→ TO BE DONE:
In the records below, find the line that contains "In this photo, where can the smiling". Retype that line and all the lines after it through the end, leaving out the pictures.

→ ITEMS:
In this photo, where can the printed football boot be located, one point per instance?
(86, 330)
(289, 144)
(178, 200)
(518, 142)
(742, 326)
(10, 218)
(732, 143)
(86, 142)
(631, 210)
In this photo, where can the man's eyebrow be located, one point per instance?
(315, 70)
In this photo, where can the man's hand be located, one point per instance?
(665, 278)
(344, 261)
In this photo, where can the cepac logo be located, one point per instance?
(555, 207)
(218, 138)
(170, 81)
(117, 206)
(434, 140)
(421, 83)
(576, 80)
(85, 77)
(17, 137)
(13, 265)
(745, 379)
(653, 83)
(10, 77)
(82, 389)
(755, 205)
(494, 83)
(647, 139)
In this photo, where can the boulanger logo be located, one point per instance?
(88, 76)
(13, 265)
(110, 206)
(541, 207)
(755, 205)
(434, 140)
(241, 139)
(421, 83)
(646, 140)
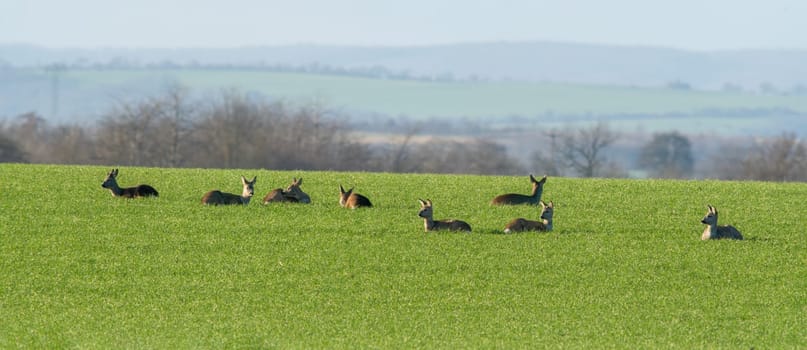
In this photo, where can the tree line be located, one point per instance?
(236, 130)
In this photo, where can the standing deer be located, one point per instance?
(348, 199)
(514, 199)
(293, 194)
(717, 232)
(521, 224)
(128, 192)
(216, 197)
(426, 212)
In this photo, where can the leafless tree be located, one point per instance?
(783, 158)
(582, 150)
(176, 117)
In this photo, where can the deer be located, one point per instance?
(127, 192)
(544, 224)
(216, 197)
(349, 199)
(515, 199)
(713, 231)
(292, 194)
(426, 212)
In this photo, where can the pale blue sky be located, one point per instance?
(686, 24)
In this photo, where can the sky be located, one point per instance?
(703, 25)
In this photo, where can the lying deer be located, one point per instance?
(217, 197)
(293, 194)
(426, 212)
(348, 199)
(514, 199)
(521, 224)
(128, 192)
(717, 232)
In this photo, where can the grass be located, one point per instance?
(624, 267)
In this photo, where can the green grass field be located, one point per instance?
(624, 267)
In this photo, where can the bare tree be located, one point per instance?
(9, 151)
(176, 117)
(229, 132)
(582, 149)
(783, 158)
(667, 155)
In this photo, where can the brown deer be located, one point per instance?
(348, 199)
(426, 212)
(515, 199)
(521, 224)
(292, 194)
(217, 197)
(713, 231)
(128, 192)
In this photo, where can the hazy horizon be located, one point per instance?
(685, 24)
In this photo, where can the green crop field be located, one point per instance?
(624, 267)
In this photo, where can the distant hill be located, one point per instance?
(774, 70)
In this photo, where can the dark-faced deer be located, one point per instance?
(217, 197)
(348, 199)
(128, 192)
(293, 194)
(713, 231)
(515, 199)
(426, 212)
(544, 224)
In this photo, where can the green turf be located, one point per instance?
(624, 268)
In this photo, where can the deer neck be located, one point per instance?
(710, 231)
(428, 223)
(115, 189)
(536, 194)
(547, 224)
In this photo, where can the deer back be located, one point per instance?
(452, 225)
(521, 224)
(294, 193)
(729, 232)
(111, 183)
(217, 197)
(349, 199)
(275, 196)
(516, 199)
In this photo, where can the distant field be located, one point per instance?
(624, 268)
(486, 102)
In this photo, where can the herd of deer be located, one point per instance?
(352, 200)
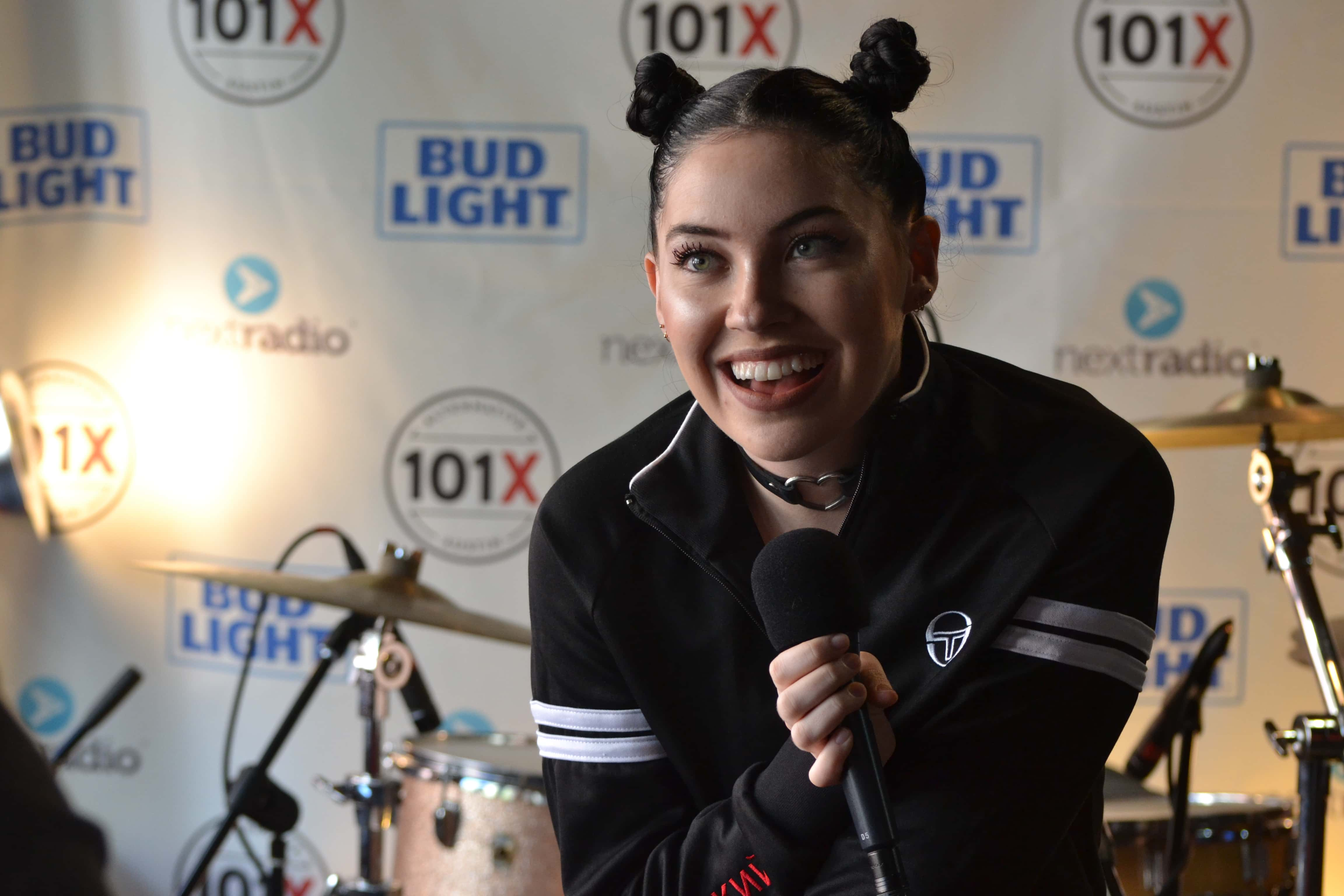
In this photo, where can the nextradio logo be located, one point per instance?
(1154, 309)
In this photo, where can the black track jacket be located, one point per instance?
(1011, 531)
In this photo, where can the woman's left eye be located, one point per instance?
(810, 246)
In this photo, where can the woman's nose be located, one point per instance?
(756, 303)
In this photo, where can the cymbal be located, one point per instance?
(393, 592)
(1241, 417)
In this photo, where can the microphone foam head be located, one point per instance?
(807, 585)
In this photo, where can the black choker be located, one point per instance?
(787, 489)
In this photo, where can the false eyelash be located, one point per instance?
(682, 253)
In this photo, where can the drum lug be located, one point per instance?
(448, 820)
(1281, 741)
(503, 850)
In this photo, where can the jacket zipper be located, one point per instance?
(858, 484)
(658, 527)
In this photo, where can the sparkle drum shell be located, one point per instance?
(474, 819)
(1241, 846)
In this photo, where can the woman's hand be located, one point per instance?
(818, 690)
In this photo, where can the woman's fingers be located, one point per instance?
(874, 678)
(804, 695)
(828, 765)
(802, 659)
(814, 730)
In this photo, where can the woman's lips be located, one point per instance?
(776, 394)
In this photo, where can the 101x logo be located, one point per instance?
(257, 52)
(466, 472)
(1163, 64)
(713, 39)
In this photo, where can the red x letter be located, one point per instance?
(759, 26)
(302, 23)
(1212, 46)
(519, 477)
(96, 444)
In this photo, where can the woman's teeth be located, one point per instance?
(775, 370)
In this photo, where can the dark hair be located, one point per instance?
(851, 119)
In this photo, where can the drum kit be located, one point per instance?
(471, 811)
(1252, 846)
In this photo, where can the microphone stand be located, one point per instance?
(1178, 836)
(332, 649)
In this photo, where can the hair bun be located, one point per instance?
(660, 90)
(889, 69)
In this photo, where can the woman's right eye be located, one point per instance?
(694, 258)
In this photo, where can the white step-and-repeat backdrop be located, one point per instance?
(268, 264)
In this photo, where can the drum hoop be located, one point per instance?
(449, 768)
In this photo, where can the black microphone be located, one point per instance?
(268, 804)
(1158, 739)
(109, 702)
(807, 585)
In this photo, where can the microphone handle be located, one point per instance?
(866, 792)
(109, 702)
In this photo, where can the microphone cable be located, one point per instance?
(355, 562)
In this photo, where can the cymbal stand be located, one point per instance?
(1314, 739)
(382, 664)
(332, 649)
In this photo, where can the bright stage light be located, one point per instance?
(21, 451)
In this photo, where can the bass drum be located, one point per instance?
(474, 819)
(1241, 846)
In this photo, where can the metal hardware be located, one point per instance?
(448, 821)
(503, 851)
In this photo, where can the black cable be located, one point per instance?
(355, 562)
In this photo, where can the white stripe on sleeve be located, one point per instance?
(1108, 624)
(611, 750)
(1111, 662)
(576, 719)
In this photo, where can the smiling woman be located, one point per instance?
(790, 252)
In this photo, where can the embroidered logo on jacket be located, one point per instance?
(947, 636)
(745, 883)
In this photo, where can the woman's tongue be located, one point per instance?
(783, 385)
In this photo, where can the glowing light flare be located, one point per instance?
(191, 407)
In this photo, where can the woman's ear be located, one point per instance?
(651, 272)
(923, 242)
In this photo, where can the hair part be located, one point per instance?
(851, 120)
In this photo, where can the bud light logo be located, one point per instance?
(486, 183)
(1312, 226)
(1154, 309)
(984, 191)
(210, 624)
(72, 163)
(1184, 618)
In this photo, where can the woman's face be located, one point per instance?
(783, 287)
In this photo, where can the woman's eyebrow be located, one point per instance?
(701, 230)
(797, 218)
(693, 230)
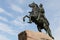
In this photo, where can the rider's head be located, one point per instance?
(41, 5)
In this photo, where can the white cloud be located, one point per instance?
(21, 1)
(6, 28)
(3, 38)
(1, 10)
(16, 8)
(19, 22)
(4, 19)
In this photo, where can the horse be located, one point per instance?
(40, 24)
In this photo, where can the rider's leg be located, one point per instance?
(30, 20)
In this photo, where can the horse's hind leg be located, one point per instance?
(48, 31)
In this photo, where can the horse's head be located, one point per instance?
(33, 5)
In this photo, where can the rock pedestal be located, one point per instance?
(30, 35)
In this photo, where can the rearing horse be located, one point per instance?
(40, 24)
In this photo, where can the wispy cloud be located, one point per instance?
(6, 28)
(2, 37)
(19, 22)
(21, 1)
(16, 8)
(3, 11)
(4, 19)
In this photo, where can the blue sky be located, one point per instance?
(12, 12)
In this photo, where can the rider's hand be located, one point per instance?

→ PROBLEM SOLUTION:
In this photo, where can the smiling woman be located, one point per instance?
(790, 252)
In this photo, where can the embroidered logo on jacket be located, one point per instance?
(947, 636)
(745, 883)
In this photo, where can the woman's tongue be located, one point per instance?
(783, 385)
In this photo, where can the glowing light flare be located, one point per instance?
(191, 407)
In this photo, where can the woman's ear be located, one point per instance?
(651, 272)
(923, 242)
In this photo, where can the hair part be located, one point per instance?
(851, 120)
In this photo, where can the bud light logo be located, one point per instance?
(486, 183)
(1312, 226)
(1154, 309)
(984, 191)
(210, 624)
(72, 163)
(1184, 618)
In this photo, where can the woman's face be located, one point per instance?
(783, 287)
In this photo, where can the woman's eyebrow be located, one point per instance?
(701, 230)
(797, 218)
(693, 230)
In this photo, where can the rider's head be located, one point per instance?
(41, 5)
In this photo, where can the white cloud be located, one point per instance?
(21, 1)
(6, 28)
(3, 38)
(1, 10)
(16, 8)
(19, 22)
(4, 19)
In this photo, where can the horse be located, one point per instance?
(40, 24)
In this photo, where can the rider's leg be located, one point per instance?
(30, 20)
In this photo, where can the horse's hind leg be located, one point per instance?
(48, 31)
In this photo, where can the horse's head be located, one point per instance?
(33, 5)
In this photo, where can the rock pedestal be located, one point per instance?
(30, 35)
In this photo, where can the rearing horse be located, one point per instance?
(40, 24)
In this photo, where can the wispy cloud be located, one point per instance?
(6, 28)
(2, 37)
(19, 22)
(21, 1)
(16, 8)
(3, 11)
(4, 19)
In this photo, where can the blue sky be located, one point per instance?
(12, 12)
In this photo, where can the rider's hand be located, one point per instance?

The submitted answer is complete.